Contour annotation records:
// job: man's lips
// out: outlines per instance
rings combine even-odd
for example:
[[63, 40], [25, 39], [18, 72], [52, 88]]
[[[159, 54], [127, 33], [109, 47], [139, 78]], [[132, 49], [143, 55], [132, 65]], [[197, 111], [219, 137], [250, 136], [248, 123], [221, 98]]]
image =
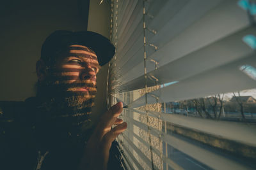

(What is being asked)
Please rewrite all the entries above, changing "instance" to "object" and keeping everything else the same. Leave the pictures out of your answer.

(Response)
// job: man's lips
// out: outlines per object
rings combine even-odd
for example:
[[63, 40], [25, 39], [18, 72], [52, 88]]
[[[159, 54], [127, 33], [109, 47], [139, 78]], [[132, 49], [143, 55], [132, 65]], [[197, 111], [219, 137], [250, 136], [248, 123], [221, 98]]]
image =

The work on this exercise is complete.